(Coordinate annotation records)

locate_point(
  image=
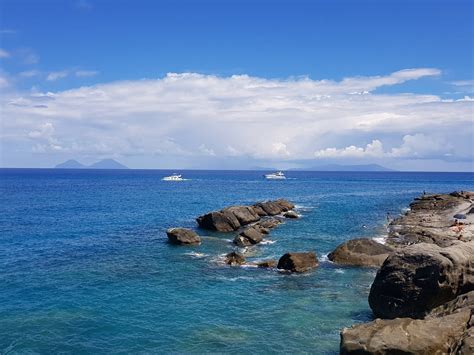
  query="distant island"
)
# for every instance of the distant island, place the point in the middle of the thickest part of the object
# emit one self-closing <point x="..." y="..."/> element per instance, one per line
<point x="337" y="167"/>
<point x="102" y="164"/>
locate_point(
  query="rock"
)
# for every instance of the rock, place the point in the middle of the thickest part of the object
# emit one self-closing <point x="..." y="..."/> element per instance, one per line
<point x="298" y="262"/>
<point x="182" y="236"/>
<point x="267" y="263"/>
<point x="285" y="204"/>
<point x="259" y="210"/>
<point x="406" y="336"/>
<point x="244" y="214"/>
<point x="420" y="277"/>
<point x="248" y="236"/>
<point x="271" y="208"/>
<point x="446" y="330"/>
<point x="234" y="258"/>
<point x="269" y="223"/>
<point x="360" y="252"/>
<point x="291" y="214"/>
<point x="219" y="221"/>
<point x="232" y="218"/>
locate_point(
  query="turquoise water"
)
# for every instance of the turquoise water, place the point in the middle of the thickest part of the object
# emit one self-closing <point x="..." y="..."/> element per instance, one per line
<point x="85" y="266"/>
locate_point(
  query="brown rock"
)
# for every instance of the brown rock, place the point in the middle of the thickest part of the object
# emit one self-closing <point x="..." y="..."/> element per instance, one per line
<point x="298" y="262"/>
<point x="248" y="236"/>
<point x="182" y="236"/>
<point x="446" y="330"/>
<point x="234" y="258"/>
<point x="291" y="214"/>
<point x="420" y="277"/>
<point x="267" y="263"/>
<point x="360" y="252"/>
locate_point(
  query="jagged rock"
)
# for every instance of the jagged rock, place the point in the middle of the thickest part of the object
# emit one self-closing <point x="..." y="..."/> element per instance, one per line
<point x="285" y="204"/>
<point x="267" y="263"/>
<point x="244" y="214"/>
<point x="182" y="236"/>
<point x="271" y="208"/>
<point x="406" y="336"/>
<point x="420" y="277"/>
<point x="234" y="258"/>
<point x="298" y="262"/>
<point x="269" y="223"/>
<point x="360" y="252"/>
<point x="219" y="221"/>
<point x="446" y="330"/>
<point x="291" y="214"/>
<point x="248" y="236"/>
<point x="232" y="218"/>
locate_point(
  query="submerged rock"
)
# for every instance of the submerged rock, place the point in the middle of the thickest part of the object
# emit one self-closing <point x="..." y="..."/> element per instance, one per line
<point x="420" y="277"/>
<point x="182" y="236"/>
<point x="267" y="263"/>
<point x="248" y="236"/>
<point x="446" y="330"/>
<point x="234" y="258"/>
<point x="232" y="218"/>
<point x="298" y="262"/>
<point x="360" y="252"/>
<point x="291" y="214"/>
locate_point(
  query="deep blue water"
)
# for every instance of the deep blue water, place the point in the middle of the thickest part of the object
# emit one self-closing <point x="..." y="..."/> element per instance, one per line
<point x="85" y="266"/>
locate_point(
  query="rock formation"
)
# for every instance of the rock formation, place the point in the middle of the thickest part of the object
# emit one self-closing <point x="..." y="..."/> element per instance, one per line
<point x="360" y="252"/>
<point x="232" y="218"/>
<point x="182" y="236"/>
<point x="298" y="262"/>
<point x="418" y="278"/>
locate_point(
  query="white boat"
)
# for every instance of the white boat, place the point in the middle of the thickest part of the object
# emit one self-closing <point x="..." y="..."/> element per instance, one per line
<point x="173" y="177"/>
<point x="275" y="176"/>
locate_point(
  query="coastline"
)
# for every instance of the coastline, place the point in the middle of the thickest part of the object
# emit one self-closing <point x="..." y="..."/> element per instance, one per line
<point x="425" y="285"/>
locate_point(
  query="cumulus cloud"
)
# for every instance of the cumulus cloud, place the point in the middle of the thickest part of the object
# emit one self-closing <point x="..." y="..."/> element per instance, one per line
<point x="191" y="115"/>
<point x="86" y="73"/>
<point x="53" y="76"/>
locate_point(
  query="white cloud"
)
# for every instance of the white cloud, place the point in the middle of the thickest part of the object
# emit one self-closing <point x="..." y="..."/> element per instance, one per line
<point x="242" y="116"/>
<point x="30" y="73"/>
<point x="86" y="73"/>
<point x="371" y="150"/>
<point x="4" y="53"/>
<point x="53" y="76"/>
<point x="413" y="146"/>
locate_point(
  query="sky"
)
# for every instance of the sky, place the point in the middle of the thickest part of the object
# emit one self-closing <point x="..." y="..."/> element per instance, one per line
<point x="238" y="84"/>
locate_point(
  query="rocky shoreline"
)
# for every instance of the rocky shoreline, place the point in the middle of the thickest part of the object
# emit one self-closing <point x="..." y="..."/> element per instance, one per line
<point x="423" y="292"/>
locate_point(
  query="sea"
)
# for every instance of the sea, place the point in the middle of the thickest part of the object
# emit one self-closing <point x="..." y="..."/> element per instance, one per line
<point x="85" y="266"/>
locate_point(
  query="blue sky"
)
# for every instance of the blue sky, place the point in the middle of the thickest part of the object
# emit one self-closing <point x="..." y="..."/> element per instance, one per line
<point x="57" y="46"/>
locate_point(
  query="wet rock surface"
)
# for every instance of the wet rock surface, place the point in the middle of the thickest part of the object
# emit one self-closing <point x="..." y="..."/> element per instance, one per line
<point x="182" y="236"/>
<point x="360" y="252"/>
<point x="232" y="218"/>
<point x="418" y="278"/>
<point x="234" y="258"/>
<point x="446" y="330"/>
<point x="298" y="262"/>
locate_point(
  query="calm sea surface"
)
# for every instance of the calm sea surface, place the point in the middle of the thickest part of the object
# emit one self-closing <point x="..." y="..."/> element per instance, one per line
<point x="85" y="266"/>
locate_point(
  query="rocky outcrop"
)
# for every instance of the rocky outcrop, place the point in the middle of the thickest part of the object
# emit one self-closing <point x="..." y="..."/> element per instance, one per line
<point x="267" y="263"/>
<point x="360" y="252"/>
<point x="291" y="214"/>
<point x="182" y="236"/>
<point x="248" y="236"/>
<point x="430" y="220"/>
<point x="298" y="262"/>
<point x="234" y="259"/>
<point x="232" y="218"/>
<point x="446" y="330"/>
<point x="418" y="278"/>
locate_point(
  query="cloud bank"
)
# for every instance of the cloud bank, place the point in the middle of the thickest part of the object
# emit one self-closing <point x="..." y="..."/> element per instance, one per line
<point x="200" y="118"/>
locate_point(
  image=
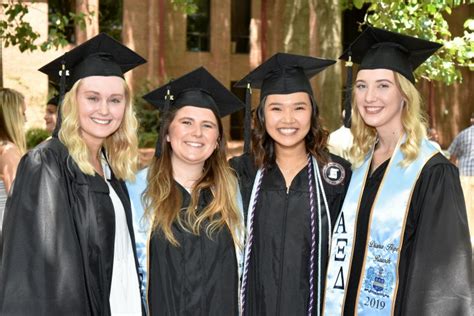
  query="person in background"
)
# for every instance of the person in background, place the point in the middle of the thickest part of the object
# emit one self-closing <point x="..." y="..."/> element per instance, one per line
<point x="291" y="186"/>
<point x="51" y="113"/>
<point x="340" y="140"/>
<point x="68" y="244"/>
<point x="191" y="202"/>
<point x="461" y="153"/>
<point x="12" y="140"/>
<point x="401" y="243"/>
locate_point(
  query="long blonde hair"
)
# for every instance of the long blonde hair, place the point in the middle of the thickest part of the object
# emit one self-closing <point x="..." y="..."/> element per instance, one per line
<point x="11" y="118"/>
<point x="163" y="200"/>
<point x="121" y="146"/>
<point x="413" y="122"/>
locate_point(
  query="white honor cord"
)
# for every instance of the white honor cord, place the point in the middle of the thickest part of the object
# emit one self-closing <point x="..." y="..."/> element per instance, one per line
<point x="328" y="213"/>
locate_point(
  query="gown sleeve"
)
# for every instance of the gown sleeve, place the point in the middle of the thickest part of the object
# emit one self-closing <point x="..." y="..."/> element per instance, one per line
<point x="439" y="277"/>
<point x="41" y="271"/>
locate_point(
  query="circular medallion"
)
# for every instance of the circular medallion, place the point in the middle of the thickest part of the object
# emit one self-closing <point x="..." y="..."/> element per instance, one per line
<point x="333" y="173"/>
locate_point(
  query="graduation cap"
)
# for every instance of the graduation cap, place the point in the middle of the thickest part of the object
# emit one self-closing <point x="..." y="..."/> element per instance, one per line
<point x="99" y="56"/>
<point x="54" y="100"/>
<point x="280" y="74"/>
<point x="380" y="49"/>
<point x="196" y="88"/>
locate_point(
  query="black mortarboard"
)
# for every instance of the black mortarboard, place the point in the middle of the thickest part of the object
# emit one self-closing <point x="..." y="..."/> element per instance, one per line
<point x="99" y="56"/>
<point x="376" y="48"/>
<point x="197" y="88"/>
<point x="53" y="101"/>
<point x="280" y="74"/>
<point x="380" y="49"/>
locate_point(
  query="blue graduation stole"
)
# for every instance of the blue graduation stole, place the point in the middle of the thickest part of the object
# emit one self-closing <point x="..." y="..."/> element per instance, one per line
<point x="379" y="280"/>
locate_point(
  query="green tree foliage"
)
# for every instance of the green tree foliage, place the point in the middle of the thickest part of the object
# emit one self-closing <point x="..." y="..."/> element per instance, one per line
<point x="14" y="30"/>
<point x="35" y="136"/>
<point x="186" y="6"/>
<point x="426" y="19"/>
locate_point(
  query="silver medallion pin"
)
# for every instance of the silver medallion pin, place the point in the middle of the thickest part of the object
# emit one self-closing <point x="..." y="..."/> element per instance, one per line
<point x="334" y="173"/>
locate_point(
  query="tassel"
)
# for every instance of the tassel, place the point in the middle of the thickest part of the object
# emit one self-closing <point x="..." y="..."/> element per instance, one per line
<point x="62" y="91"/>
<point x="348" y="93"/>
<point x="166" y="107"/>
<point x="248" y="117"/>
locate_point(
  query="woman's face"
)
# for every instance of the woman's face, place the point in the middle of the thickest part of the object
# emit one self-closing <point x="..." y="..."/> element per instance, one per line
<point x="50" y="117"/>
<point x="288" y="119"/>
<point x="378" y="99"/>
<point x="101" y="105"/>
<point x="193" y="135"/>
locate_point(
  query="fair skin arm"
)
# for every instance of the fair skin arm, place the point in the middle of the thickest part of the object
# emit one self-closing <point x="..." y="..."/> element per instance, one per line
<point x="9" y="160"/>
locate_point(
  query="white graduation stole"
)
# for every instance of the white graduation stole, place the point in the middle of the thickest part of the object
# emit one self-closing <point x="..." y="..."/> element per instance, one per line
<point x="379" y="280"/>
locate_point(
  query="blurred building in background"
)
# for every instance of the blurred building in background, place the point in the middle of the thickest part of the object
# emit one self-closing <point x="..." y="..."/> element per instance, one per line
<point x="229" y="38"/>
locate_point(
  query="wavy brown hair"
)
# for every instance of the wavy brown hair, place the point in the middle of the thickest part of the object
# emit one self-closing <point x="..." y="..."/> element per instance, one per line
<point x="12" y="120"/>
<point x="263" y="146"/>
<point x="413" y="122"/>
<point x="163" y="199"/>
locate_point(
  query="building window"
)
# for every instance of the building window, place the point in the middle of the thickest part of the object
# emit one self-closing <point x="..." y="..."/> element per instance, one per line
<point x="110" y="18"/>
<point x="240" y="26"/>
<point x="57" y="8"/>
<point x="237" y="118"/>
<point x="198" y="27"/>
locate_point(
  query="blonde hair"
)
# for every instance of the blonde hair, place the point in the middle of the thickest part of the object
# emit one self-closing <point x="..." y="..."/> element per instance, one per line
<point x="163" y="200"/>
<point x="11" y="118"/>
<point x="121" y="146"/>
<point x="413" y="122"/>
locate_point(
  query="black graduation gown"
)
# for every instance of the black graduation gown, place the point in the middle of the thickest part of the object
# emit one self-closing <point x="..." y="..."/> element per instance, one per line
<point x="435" y="276"/>
<point x="278" y="277"/>
<point x="199" y="277"/>
<point x="58" y="239"/>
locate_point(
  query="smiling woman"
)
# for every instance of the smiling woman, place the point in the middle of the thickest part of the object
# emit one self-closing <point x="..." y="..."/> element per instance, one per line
<point x="191" y="202"/>
<point x="401" y="244"/>
<point x="69" y="196"/>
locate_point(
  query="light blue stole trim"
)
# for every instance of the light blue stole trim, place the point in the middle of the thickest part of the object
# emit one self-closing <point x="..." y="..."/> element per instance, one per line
<point x="379" y="281"/>
<point x="140" y="226"/>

WHAT TO DO –
Find every line in the items above that contains the string "blue", and copy each one out in full. Matching is case-sensitive.

FULL ANSWER –
  query="deep blue water"
# for every instance of the deep blue water, place the point in the middle of the thickest part of the object
  query="blue sky"
# for every instance of the blue sky, place the point in the middle of the thickest part of the object
  query="blue graduation stole"
# for every instance of the blue graduation stole, place the point in the middle of the thickest part of the object
  query="light blue stole trim"
# for every instance of the light blue stole trim, place the point in the middle of the thickest part of the object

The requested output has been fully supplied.